** Exercise **
Report each line of the listing below that contains the word "brick", copying every such line in full.

※ ※ ※

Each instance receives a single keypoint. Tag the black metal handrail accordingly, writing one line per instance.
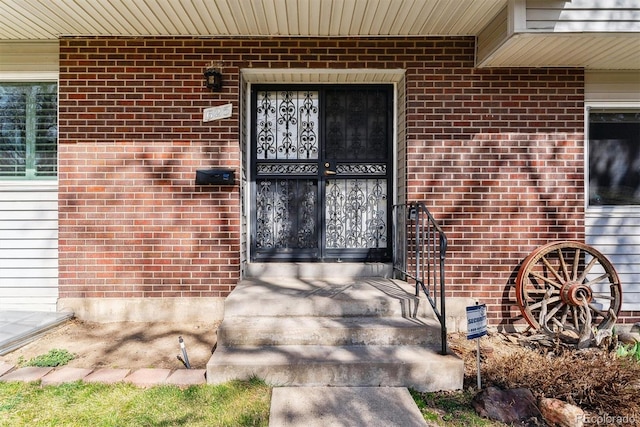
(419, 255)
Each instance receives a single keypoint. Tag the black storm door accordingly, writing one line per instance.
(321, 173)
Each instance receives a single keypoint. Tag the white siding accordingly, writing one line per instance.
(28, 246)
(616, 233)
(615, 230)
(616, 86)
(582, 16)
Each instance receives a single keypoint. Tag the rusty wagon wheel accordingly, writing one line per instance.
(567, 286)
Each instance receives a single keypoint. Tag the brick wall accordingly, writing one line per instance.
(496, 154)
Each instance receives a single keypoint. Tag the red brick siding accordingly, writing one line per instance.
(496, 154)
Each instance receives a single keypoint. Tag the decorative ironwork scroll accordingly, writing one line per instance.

※ ※ ※

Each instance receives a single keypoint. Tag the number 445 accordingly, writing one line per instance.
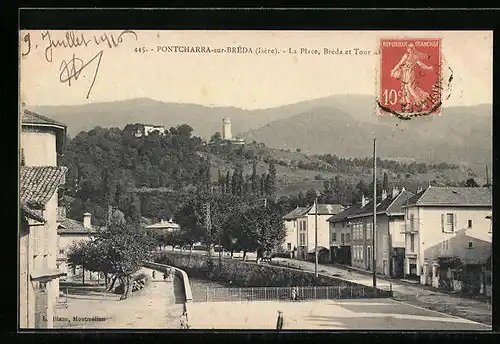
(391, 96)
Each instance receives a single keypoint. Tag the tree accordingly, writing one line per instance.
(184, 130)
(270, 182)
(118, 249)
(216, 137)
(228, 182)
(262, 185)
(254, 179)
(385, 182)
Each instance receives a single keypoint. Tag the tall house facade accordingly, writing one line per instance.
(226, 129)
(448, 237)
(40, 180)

※ ※ ※

** Finished exercise **
Each instance receives a single keypoint. Tag the brick wall accordingly, writing one line per instance.
Each instance receives a single keypoint. Tag the red brick siding accordingly, writing one line per instance.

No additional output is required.